— PASSAGE SHOWN —

Manufacturing, infrastructure, and K–12 education highlighted

The review committee also makes a number of other more specific recommendations. In line with its special attention to commercialization, it recommends stronger support for early-stage nanomanufacturing research in order “to enable the roadmaps and goals of current advanced manufacturing programs, in particular the existing Manufacturing Innovation Institutes .” The committee also recommends that the National Institutes of Health lead the way toward scaling up the manufacture of nanomedicines.

Spotlighting risks to the nation’s “leading-edge capabilities,” the review committee also recommends that the National Science Foundation and Department of Energy “identify funding mechanisms for acquiring and maintaining state-of-the-art equipment and computational resources” for user facilities. It notes that the Center for Nanoscale Science and Technology of the National Institute of Standards and Technology is the only facility that currently includes funds for instrument recapitalization as a line item in its budget. The committee also spotlights a growing need for the characterization of nanomaterials with respect to their environmental, health, and safety impacts. It recommends the development of facilities for characterization, and the expansion of NIH’s existing Nanotechnology Characterization Laboratory.

— TO BE DONE —
**1.** Print the section of the passage on the nanotechnology review committee's recommendations, starting with "Spotlighting risks to" and going on through "Nanotechnology Characterization Laboratory.".
**2.** Proceed with the passage on the nanotechnology review committee's recommendations, writing what follows its final sentence.

— EXTRACTED MATERIAL —
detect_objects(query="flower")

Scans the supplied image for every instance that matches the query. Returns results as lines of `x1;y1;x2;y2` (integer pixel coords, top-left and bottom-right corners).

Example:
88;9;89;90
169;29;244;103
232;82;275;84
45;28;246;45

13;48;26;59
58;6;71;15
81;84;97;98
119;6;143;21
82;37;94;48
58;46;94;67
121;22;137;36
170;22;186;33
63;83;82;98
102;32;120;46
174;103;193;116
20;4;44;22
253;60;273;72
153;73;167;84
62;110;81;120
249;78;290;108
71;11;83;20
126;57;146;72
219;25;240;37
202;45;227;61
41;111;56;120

— EXERCISE RESPONSES —
**1.**
Spotlighting risks to the nation’s “leading-edge capabilities,” the review committee also recommends that the National Science Foundation and Department of Energy “identify funding mechanisms for acquiring and maintaining state-of-the-art equipment and computational resources” for user facilities. It notes that the Center for Nanoscale Science and Technology of the National Institute of Standards and Technology is the only facility that currently includes funds for instrument recapitalization as a line item in its budget. The committee also spotlights a growing need for the characterization of nanomaterials with respect to their environmental, health, and safety impacts. It recommends the development of facilities for characterization, and the expansion of NIH’s existing Nanotechnology Characterization Laboratory.

**2.**
Finally, the review committee assesses the ongoing need to train students in nanotechnology, but concentrates particularly on K–12 education. It explains, “With its focus on world-class research, the NNI has built a substantial academic research ecosystem that is educating future Ph.D.-level researchers for industry and academia. Nanotechnology education at levels below the university level is less widely available. As nanotechnology becomes part of more jobs, it needs to be introduced to students at younger ages.” The committee points to a pioneering effort in Virginia as a model to be followed, and urges that NNI-funded researchers and others should be required to deposit educational materials they produce at the nanoHUB.org website.